Update the records below by changing every "one pin" to "one marker" and keeping everything else the same.

**SUPPLIED RECORDS**.
-- Start --
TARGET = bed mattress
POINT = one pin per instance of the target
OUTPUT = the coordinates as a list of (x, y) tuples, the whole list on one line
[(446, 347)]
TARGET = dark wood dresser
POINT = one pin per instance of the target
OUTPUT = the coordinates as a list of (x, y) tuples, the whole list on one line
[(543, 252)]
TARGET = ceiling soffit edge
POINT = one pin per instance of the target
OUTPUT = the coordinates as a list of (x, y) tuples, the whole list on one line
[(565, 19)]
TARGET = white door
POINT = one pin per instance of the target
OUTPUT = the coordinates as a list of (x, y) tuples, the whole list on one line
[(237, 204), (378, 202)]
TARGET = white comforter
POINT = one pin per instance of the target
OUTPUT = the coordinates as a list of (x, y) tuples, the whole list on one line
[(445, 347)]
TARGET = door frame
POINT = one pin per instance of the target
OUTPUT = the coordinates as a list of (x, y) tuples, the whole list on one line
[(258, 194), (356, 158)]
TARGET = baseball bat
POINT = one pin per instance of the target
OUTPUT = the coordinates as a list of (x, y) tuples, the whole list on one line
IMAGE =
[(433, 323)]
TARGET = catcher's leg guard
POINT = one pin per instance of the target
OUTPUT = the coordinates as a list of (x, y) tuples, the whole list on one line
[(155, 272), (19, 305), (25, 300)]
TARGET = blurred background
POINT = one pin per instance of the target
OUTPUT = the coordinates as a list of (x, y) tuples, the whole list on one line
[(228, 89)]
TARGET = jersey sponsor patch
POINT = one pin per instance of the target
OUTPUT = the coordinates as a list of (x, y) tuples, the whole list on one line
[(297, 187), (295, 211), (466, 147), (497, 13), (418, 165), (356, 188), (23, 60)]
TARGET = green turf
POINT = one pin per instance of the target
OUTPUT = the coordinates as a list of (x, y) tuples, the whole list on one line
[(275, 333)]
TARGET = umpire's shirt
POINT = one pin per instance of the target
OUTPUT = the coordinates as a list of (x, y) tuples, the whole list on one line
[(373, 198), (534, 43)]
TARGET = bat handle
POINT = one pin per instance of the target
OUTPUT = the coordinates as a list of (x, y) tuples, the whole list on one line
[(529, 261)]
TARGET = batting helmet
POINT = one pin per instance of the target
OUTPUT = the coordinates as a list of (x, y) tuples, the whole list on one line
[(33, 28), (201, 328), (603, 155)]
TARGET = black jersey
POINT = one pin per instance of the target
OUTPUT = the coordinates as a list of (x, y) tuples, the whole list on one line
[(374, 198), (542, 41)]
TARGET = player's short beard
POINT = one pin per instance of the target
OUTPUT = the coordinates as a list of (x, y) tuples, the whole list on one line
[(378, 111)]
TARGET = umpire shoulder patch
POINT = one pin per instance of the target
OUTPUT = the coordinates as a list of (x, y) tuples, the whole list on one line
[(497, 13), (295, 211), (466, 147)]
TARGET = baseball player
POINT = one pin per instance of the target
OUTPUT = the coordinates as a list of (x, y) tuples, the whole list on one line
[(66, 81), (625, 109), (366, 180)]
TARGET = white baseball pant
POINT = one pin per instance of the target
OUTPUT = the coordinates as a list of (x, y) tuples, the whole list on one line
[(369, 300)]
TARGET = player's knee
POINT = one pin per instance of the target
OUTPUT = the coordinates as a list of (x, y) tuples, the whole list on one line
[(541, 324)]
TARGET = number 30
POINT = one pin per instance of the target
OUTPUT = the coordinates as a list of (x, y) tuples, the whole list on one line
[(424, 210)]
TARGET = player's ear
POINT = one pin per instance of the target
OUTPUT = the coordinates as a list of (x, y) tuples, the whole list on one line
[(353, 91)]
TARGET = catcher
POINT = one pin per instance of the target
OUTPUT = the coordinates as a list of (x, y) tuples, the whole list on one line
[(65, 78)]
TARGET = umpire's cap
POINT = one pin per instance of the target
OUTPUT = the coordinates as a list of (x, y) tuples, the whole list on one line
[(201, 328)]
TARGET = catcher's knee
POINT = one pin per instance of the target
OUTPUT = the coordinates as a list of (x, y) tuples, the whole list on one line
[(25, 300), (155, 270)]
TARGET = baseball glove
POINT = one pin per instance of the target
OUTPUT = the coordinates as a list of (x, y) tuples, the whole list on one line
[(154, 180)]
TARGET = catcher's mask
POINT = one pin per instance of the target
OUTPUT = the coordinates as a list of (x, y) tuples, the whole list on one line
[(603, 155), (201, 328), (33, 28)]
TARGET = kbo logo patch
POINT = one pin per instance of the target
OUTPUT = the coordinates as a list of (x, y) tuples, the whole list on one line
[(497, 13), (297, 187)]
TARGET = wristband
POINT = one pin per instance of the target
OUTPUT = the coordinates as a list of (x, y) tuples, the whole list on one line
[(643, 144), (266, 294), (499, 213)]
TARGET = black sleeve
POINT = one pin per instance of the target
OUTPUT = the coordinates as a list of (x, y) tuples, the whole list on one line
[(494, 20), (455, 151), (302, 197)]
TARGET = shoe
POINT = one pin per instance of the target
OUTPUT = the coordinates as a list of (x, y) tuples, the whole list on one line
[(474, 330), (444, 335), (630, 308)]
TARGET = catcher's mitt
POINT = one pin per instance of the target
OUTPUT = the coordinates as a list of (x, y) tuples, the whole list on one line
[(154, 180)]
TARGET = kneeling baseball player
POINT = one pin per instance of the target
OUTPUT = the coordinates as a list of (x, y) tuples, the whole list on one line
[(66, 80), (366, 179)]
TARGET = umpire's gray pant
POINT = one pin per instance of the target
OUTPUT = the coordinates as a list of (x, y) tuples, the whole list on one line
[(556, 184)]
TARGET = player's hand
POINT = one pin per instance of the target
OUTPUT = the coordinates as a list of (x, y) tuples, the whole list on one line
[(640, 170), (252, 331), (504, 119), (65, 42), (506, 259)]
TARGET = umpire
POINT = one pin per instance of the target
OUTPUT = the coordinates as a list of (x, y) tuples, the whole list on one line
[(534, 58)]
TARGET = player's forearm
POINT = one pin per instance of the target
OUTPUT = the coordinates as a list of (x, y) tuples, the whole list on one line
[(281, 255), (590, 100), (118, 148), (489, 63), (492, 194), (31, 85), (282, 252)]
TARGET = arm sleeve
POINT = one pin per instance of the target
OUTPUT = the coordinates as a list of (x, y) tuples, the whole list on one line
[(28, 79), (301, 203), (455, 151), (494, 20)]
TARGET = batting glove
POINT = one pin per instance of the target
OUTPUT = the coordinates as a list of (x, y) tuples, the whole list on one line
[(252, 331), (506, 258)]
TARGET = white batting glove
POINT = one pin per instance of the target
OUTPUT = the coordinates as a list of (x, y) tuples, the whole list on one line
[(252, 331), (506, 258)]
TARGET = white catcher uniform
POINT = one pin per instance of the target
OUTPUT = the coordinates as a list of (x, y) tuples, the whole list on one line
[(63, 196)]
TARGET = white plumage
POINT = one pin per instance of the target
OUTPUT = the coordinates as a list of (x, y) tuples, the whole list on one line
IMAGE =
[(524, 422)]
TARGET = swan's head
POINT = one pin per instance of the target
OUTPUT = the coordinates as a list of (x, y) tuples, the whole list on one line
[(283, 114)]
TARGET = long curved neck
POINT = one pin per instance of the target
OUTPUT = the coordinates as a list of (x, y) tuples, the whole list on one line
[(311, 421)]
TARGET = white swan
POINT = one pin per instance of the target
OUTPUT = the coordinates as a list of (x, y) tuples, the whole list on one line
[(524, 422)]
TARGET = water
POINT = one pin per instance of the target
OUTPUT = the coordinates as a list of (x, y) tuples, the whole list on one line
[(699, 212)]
-- End --
**FINISHED ANSWER**.
TARGET = bed mattress
POINT = one marker per instance of the target
OUTPUT = the coordinates as a list of (x, y) tuples, the whole list on one line
[(446, 347)]
TARGET = dark wood dresser
POINT = one marker per instance of the target
OUTPUT = the coordinates as a list of (x, y) tuples, the whole list on one line
[(543, 252)]
TARGET = ceiling soffit edge
POINT = one marker per instance of the target
OUTPUT = the coordinates as a list of (x, y) tuples, the whole list on one line
[(565, 19)]
TARGET = white door
POINT = one marker per instance of the target
OUTPUT = the coordinates as a list of (x, y) tuples, the whole list on one line
[(237, 204), (378, 202)]
TARGET = white comforter
POINT = one marker per instance of the target
OUTPUT = the coordinates as a list of (x, y) tuples, the whole list on one line
[(445, 347)]
TARGET = door frame
POINT = one marker per instance of the target
OUTPUT = the coordinates as a list of (x, y) tuples, the whole list on one line
[(258, 194), (356, 158)]
TARGET = baseball bat
POINT = one marker per instance of the target
OUTPUT = the coordinates as a list of (x, y) tuples, the whole list on one line
IMAGE =
[(433, 323)]
TARGET = catcher's leg guard
POINT = one marker per instance of the target
OUTPUT = the coordinates as a list of (x, y) tuples, the whole list on one line
[(155, 272), (19, 305), (25, 300)]
TARGET = blurred background
POINT = one marker per instance of the target
OUTPUT = the coordinates as a list of (x, y) tuples, the whole list on one line
[(228, 89)]
TARGET = jersey sponsor patch
POINT = one marker per instance of the target
OUTPUT = the coordinates as a list of (x, y) tuples, the whole list on one line
[(297, 187), (295, 211), (466, 147), (497, 13), (418, 165), (356, 188), (23, 60)]
TARGET = green turf
POINT = one marker per instance of the target
OUTPUT = the coordinates as a list of (x, y) tuples, the whole list on one line
[(275, 333)]
TARGET = umpire's shirt
POINT = one marker per instance of the target
OUTPUT = the coordinates as a list of (x, y) tuples, the whole list on one line
[(373, 198), (534, 43)]
TARGET = bat handle
POINT = one marker per instance of the target
OUTPUT = the coordinates as a list of (x, y) tuples, the whole list on one line
[(529, 261)]
TARGET = batting helmet
POINT = one marker per instance of the target
OUTPUT = the coordinates as a list of (x, y) tuples, the whole list on one line
[(33, 28), (201, 328), (603, 155)]
TARGET = black jersey
POINT = one marker per instance of the target
OUTPUT = the coordinates as a list of (x, y) tuples, the whole list on one line
[(374, 198), (542, 41)]
TARGET = player's short beard
POINT = one marker per instance of the target
OUTPUT = the coordinates as a list of (x, y) tuples, the whole list on one line
[(378, 111)]
TARGET = umpire shoulder patch
POINT = one marker per instance of the target
OUTPUT = the coordinates as a list of (x, y) tuples, the whole list on one line
[(497, 13), (295, 211), (466, 147)]
TARGET = baseball player
POINT = one marker per instance of the target
OUTPUT = the coordinates as a list of (x, y) tuples, the whole list on one line
[(66, 81), (625, 109), (366, 180)]
TARGET = white baseball pant
POINT = one marker per instance of the target
OUTPUT = the coordinates as a list of (x, y) tuples, the whole list on one line
[(369, 300)]
TARGET = player's knee
POINT = one marker per instance of the target
OUTPUT = the coordinates as a list of (x, y) tuples, the whole list on one line
[(541, 324)]
TARGET = number 30
POINT = one marker per instance of the target
OUTPUT = the coordinates as a list of (x, y) tuples, the whole list on one line
[(424, 210)]
TARGET = player's ear
POINT = one marker per instance of the target
OUTPUT = the coordinates as a list of (x, y) tuples, the whole list on one line
[(353, 91)]
TARGET = catcher
POINT = one marker per instance of the target
OUTPUT = the coordinates as a list of (x, y) tuples, the whole list on one line
[(65, 78)]
TARGET = umpire's cap
POINT = one marker per instance of the target
OUTPUT = the coordinates as a list of (x, y) tuples, the whole list on one line
[(201, 328)]
TARGET = catcher's knee
POINT = one marker per instance of the target
OUTPUT = the coordinates as a list of (x, y) tuples, the whole list on one line
[(25, 300), (155, 270)]
TARGET = baseball glove
POINT = one marker per instance of the target
OUTPUT = the coordinates as a list of (x, y) tuples, the whole list on one line
[(154, 180)]
TARGET = catcher's mask
POINT = one marker per instance of the target
OUTPUT = the coordinates as a list of (x, y) tuples, the whole list on one line
[(603, 155), (201, 328), (33, 28)]
TARGET = kbo logo patch
POINT = one marker per instance of the target
OUTPUT = the coordinates as a list of (x, y) tuples, the whole list on one line
[(497, 13), (297, 187)]
TARGET = wristband
POINT = one marker per instance of the target
OUTPUT = the coordinates as a list of (x, y) tuples, the whole list on one line
[(643, 144), (266, 294), (499, 213)]
TARGET = black sleeve
POINT = one marker per instance of the target
OUTPUT = the coordinates as a list of (x, y) tuples, the whole list on one line
[(494, 20), (455, 151), (302, 197)]
TARGET = shoe
POINT = one marker per instance of the target
OUTPUT = the coordinates as a list of (x, y) tuples, the whole list on one line
[(474, 330), (444, 335), (630, 308)]
TARGET = catcher's mitt
POINT = one marker per instance of the target
OUTPUT = the coordinates as a list of (x, y) tuples, the whole list on one line
[(154, 180)]
TARGET = kneeling baseball player
POINT = one marker per instance of the target
OUTPUT = the coordinates as a list of (x, y) tuples, the whole list on one line
[(66, 80), (366, 179)]
TARGET = umpire's gray pant
POINT = one marker per instance of the target
OUTPUT = the coordinates as a list of (x, y) tuples, the whole list on one line
[(556, 184)]
TARGET = player's hand
POINT = one marker per instance of the target
OUTPUT = the coordinates as a list of (x, y) tuples, the whole list on one line
[(640, 170), (252, 331), (504, 119), (65, 42), (506, 259)]
TARGET = umpire
POINT = one marker per instance of the target
OUTPUT = the coordinates as a list of (x, y) tuples, the whole list on one line
[(534, 58)]
TARGET = player's forearm
POINT = one marker per instance of the target
OUTPUT = the coordinates as a list of (x, y) tuples, the whole list on one line
[(281, 255), (590, 100), (118, 148), (489, 63), (492, 194), (31, 85), (282, 252)]
TARGET = arm sleeve
POINT = one marker per instance of the target
OUTPUT = the coordinates as a list of (x, y) tuples, the whole list on one line
[(28, 79), (301, 203), (455, 151), (494, 20)]
TARGET = batting glove
POINT = one marker per instance of the target
OUTPUT = the coordinates as a list of (x, y) tuples, the whole list on one line
[(252, 331), (506, 258)]
TARGET = white batting glove
POINT = one marker per instance of the target
OUTPUT = the coordinates as a list of (x, y) tuples, the whole list on one line
[(252, 331), (506, 258)]
TARGET = white catcher uniform
POINT = one marker per instance of the target
OUTPUT = the coordinates as a list of (x, y) tuples, the whole list on one line
[(63, 196)]
TARGET = white plumage
POINT = one marker per instance of the target
OUTPUT = the coordinates as a list of (x, y) tuples, the whole list on one line
IMAGE =
[(524, 422)]
TARGET = swan's head
POINT = one marker per instance of the target
OUTPUT = the coordinates as a list of (x, y) tuples, the whole list on one line
[(283, 114)]
TARGET = long curved neck
POINT = one marker per instance of the target
OUTPUT = the coordinates as a list of (x, y) tuples, the whole list on one line
[(311, 421)]
TARGET = white swan
POINT = one marker per instance of the target
OUTPUT = the coordinates as a list of (x, y) tuples, the whole list on one line
[(524, 422)]
TARGET = water
POINT = one marker per instance of the target
OUTPUT = the coordinates as a list of (x, y) tuples, the whole list on one line
[(699, 212)]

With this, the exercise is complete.